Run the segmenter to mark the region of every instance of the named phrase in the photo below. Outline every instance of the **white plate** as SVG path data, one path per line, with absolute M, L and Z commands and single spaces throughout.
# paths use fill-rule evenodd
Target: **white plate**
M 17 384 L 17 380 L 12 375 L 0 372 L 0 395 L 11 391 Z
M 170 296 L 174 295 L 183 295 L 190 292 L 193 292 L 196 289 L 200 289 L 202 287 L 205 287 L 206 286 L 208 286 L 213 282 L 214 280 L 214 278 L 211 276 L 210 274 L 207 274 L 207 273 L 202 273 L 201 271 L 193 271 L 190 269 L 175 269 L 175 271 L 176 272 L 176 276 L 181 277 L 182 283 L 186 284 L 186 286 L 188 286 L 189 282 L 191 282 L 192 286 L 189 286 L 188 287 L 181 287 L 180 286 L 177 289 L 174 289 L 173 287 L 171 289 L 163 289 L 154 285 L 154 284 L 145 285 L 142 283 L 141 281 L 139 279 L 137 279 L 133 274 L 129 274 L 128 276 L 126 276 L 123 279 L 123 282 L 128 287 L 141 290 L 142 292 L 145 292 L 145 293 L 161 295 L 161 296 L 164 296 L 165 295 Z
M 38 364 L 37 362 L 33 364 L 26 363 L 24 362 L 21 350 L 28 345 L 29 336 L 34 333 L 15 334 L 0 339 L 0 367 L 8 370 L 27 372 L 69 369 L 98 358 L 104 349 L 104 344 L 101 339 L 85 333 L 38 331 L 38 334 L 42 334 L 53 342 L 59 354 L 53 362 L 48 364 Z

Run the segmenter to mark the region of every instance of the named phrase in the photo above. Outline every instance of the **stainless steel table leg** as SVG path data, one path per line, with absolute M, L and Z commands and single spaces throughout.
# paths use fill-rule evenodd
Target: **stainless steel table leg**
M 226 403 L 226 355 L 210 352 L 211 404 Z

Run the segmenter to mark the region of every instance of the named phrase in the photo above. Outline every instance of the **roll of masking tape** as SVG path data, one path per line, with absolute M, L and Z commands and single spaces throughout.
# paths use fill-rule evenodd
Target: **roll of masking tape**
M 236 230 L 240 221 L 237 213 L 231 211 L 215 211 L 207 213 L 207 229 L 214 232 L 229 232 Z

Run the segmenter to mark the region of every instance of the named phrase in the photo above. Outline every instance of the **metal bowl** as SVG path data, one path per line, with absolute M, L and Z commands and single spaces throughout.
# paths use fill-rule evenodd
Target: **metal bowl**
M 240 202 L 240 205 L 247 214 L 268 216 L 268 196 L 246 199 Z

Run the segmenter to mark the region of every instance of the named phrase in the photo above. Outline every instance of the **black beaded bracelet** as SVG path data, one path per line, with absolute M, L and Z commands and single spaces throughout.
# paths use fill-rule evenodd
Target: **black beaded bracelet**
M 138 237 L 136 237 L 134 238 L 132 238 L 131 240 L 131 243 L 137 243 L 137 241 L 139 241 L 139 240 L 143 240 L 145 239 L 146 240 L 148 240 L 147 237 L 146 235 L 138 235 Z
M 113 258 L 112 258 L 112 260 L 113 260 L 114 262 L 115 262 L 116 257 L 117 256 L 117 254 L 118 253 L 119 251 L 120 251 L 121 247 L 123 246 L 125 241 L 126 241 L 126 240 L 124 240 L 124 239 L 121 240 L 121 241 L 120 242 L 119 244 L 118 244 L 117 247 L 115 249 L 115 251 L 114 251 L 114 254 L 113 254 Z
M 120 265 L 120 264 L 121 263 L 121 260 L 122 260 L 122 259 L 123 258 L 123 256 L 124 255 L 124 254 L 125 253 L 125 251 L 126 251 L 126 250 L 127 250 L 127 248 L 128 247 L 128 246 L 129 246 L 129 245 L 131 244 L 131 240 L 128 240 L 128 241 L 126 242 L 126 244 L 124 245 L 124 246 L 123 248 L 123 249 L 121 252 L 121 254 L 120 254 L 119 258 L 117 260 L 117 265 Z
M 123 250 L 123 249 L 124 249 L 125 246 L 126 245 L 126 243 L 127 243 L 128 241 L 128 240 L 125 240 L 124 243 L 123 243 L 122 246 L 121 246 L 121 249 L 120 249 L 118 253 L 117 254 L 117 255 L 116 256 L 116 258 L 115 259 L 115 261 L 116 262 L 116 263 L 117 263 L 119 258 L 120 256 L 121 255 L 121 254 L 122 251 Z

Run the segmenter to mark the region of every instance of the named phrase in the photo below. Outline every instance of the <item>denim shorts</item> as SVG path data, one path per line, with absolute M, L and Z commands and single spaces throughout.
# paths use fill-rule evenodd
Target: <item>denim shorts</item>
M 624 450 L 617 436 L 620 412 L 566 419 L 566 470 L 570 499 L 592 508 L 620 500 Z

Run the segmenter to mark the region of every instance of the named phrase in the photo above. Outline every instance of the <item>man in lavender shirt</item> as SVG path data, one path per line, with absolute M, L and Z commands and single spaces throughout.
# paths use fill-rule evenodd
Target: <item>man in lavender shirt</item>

========================================================================

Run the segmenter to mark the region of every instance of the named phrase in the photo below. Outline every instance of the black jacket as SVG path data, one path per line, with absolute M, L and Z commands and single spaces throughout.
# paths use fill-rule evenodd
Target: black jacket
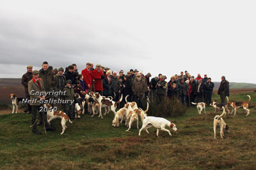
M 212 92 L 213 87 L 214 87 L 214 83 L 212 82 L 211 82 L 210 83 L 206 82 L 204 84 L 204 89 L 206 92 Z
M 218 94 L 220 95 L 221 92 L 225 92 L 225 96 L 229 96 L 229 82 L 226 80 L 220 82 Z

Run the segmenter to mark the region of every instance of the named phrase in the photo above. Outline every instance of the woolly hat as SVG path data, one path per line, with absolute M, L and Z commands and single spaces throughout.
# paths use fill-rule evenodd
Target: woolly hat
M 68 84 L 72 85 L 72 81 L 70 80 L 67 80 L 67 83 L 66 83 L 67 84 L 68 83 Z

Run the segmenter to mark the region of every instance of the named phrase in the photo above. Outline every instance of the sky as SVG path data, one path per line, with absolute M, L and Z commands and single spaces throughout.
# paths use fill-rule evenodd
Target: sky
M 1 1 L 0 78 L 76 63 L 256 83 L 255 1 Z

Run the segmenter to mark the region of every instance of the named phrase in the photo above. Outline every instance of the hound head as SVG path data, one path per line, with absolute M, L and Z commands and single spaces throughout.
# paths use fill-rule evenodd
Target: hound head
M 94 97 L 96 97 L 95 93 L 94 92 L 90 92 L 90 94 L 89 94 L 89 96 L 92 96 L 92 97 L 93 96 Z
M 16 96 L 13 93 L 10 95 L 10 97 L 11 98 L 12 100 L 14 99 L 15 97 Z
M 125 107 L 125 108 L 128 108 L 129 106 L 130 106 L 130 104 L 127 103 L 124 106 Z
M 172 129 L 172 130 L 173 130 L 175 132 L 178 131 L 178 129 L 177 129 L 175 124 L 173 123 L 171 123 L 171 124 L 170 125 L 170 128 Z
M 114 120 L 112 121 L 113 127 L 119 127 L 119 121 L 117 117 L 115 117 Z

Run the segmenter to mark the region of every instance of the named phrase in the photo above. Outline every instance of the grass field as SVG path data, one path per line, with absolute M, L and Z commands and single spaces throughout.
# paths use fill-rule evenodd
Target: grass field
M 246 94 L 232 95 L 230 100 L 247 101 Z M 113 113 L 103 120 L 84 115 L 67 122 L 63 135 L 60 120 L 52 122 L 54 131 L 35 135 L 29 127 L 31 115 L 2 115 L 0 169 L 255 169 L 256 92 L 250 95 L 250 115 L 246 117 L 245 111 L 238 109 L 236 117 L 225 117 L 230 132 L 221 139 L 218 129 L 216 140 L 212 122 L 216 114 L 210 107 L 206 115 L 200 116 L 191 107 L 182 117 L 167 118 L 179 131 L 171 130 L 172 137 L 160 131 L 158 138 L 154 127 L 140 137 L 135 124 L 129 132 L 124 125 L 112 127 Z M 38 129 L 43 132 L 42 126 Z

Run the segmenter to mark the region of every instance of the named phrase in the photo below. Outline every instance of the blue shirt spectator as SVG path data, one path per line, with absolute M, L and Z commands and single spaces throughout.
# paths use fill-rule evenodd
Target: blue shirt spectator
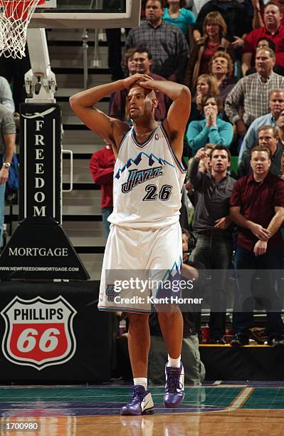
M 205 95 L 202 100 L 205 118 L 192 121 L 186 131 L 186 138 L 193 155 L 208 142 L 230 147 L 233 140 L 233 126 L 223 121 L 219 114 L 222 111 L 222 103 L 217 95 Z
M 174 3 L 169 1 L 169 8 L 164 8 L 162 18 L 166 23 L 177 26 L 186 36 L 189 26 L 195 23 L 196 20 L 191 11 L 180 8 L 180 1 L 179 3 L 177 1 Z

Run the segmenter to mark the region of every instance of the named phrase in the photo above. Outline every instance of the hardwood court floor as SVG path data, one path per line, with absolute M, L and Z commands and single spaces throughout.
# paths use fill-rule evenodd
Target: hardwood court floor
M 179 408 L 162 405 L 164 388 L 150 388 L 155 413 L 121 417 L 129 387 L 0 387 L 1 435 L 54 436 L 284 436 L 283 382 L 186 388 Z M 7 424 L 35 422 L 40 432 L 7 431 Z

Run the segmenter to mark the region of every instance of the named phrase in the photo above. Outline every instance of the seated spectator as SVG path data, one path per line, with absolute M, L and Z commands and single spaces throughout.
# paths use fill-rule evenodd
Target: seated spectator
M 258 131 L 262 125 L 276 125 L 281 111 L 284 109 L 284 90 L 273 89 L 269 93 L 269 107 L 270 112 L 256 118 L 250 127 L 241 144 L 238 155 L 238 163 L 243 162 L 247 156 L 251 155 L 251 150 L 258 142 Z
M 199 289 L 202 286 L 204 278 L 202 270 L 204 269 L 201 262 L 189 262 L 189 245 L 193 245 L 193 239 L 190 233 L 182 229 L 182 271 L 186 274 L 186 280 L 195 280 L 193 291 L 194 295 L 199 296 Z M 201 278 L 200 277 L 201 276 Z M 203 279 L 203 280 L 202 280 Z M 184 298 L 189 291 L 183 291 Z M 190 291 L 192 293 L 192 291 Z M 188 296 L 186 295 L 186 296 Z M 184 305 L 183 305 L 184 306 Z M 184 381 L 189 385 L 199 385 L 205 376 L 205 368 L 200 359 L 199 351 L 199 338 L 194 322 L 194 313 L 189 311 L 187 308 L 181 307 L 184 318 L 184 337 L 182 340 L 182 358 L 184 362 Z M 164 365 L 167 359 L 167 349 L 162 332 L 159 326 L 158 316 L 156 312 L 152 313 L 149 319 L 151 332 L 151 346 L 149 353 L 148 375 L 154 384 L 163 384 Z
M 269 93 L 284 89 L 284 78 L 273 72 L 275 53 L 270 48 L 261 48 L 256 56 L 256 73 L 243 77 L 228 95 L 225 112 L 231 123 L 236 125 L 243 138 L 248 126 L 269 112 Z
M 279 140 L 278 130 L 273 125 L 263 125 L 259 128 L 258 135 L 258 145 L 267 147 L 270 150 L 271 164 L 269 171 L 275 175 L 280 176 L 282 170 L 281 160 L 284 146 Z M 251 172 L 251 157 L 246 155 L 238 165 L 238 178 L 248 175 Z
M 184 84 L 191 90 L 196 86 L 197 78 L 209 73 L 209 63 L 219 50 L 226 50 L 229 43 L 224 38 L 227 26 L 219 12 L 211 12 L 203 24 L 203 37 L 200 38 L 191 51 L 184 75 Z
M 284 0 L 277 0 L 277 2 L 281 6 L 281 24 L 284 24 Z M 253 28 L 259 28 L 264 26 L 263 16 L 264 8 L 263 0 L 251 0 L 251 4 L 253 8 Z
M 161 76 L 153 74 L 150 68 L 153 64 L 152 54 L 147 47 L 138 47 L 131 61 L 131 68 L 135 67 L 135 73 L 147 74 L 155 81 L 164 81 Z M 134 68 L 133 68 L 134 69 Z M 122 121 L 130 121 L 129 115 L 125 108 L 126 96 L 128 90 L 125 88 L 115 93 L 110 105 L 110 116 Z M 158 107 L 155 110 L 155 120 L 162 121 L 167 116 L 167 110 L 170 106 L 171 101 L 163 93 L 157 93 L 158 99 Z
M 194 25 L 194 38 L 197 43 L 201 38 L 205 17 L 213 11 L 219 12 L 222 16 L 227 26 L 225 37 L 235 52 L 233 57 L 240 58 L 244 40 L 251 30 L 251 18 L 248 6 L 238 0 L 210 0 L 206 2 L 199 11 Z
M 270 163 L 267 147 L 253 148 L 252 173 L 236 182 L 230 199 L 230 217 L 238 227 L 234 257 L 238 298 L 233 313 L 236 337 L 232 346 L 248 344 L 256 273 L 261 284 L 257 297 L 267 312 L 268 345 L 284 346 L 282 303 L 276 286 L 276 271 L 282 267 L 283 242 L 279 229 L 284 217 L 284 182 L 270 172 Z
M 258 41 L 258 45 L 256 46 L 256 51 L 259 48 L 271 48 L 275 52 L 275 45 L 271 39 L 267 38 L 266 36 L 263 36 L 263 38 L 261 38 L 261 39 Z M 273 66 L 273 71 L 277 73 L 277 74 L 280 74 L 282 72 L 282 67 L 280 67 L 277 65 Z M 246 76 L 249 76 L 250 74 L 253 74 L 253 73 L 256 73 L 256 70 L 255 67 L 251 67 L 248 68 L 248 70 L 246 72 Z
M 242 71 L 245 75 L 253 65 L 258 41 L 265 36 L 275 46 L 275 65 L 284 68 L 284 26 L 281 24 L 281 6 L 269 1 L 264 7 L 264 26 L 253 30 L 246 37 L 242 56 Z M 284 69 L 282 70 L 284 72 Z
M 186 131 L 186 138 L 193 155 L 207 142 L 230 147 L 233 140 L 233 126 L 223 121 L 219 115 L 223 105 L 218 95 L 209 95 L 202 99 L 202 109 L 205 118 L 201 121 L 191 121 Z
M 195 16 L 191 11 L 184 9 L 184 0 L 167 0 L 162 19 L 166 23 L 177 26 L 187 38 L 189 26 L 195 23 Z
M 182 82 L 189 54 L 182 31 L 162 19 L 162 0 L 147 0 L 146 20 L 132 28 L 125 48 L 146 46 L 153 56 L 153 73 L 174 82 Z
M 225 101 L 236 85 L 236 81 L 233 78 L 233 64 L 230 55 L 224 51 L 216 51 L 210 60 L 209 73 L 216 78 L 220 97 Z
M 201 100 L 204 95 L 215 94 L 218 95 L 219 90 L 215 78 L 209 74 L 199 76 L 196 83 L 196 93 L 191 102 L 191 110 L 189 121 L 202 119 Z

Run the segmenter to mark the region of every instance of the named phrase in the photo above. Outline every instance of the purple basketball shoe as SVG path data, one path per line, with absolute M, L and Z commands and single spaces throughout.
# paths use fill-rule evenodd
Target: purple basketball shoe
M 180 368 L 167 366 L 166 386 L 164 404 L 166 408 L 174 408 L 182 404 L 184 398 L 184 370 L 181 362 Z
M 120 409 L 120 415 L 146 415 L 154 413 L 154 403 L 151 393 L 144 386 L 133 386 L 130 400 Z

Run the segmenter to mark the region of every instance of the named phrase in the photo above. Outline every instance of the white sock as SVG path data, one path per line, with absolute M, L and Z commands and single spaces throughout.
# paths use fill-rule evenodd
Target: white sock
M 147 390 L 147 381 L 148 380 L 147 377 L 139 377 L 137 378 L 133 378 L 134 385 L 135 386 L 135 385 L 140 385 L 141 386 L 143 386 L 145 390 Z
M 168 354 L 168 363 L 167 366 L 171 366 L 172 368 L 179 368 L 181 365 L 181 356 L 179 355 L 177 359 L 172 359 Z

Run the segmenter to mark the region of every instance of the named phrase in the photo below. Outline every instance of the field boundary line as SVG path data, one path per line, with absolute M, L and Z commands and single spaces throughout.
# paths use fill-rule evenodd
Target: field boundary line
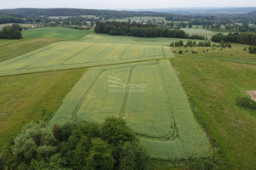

========================================================================

__Request__. Rewrite the lines from the one holding "of the **white" through the one holding "M 236 230 L", inclusive, putting "duct tape" wherever "masking tape" appears and changing nothing else.

__Exercise result__.
Run the segmenter to mark the region of every instance of the named phrase in the photo below. Outline every instance of the **white plate** as SVG path data, one path per line, with absolute M, L and Z commands and single spaces throughout.
# paths use fill-rule evenodd
Target: **white plate**
M 17 384 L 17 380 L 12 375 L 0 372 L 0 395 L 11 391 Z
M 170 296 L 174 295 L 183 295 L 190 292 L 193 292 L 196 289 L 200 289 L 202 287 L 205 287 L 206 286 L 208 286 L 213 282 L 214 280 L 214 278 L 211 276 L 210 274 L 207 274 L 207 273 L 202 273 L 201 271 L 193 271 L 190 269 L 175 269 L 175 271 L 176 272 L 176 276 L 181 277 L 182 283 L 186 284 L 186 286 L 188 286 L 189 282 L 191 282 L 192 286 L 189 286 L 188 287 L 181 287 L 180 286 L 177 289 L 174 289 L 173 287 L 171 289 L 163 289 L 154 285 L 154 284 L 145 285 L 142 283 L 141 281 L 139 279 L 137 279 L 133 274 L 129 274 L 128 276 L 126 276 L 123 279 L 123 282 L 128 287 L 141 290 L 142 292 L 145 292 L 145 293 L 161 295 L 161 296 L 164 296 L 165 295 Z
M 38 364 L 37 362 L 33 364 L 26 363 L 24 362 L 21 350 L 28 345 L 29 336 L 34 333 L 15 334 L 0 339 L 0 367 L 8 370 L 27 372 L 69 369 L 98 358 L 104 349 L 104 344 L 101 339 L 85 333 L 38 331 L 38 334 L 42 334 L 53 342 L 59 354 L 53 362 L 48 364 Z

Run the segmenter to mark the region of every instance of the named phrase in the photo above. Outline every instance of the **stainless steel table leg** as SVG path data, one path per line, with absolute M, L and Z commands and single spaces throughout.
# paths use fill-rule evenodd
Target: **stainless steel table leg**
M 226 403 L 226 355 L 210 352 L 211 404 Z

Run the segmenter to mark the region of every instance of the named phrase in the photo above. Outline every instance of the **roll of duct tape** as SVG path data, one path per line, with absolute M, L and Z commands and single spaces throughout.
# paths use fill-rule evenodd
Target: **roll of duct tape**
M 236 230 L 240 221 L 237 213 L 231 211 L 215 211 L 207 213 L 207 229 L 214 232 L 229 232 Z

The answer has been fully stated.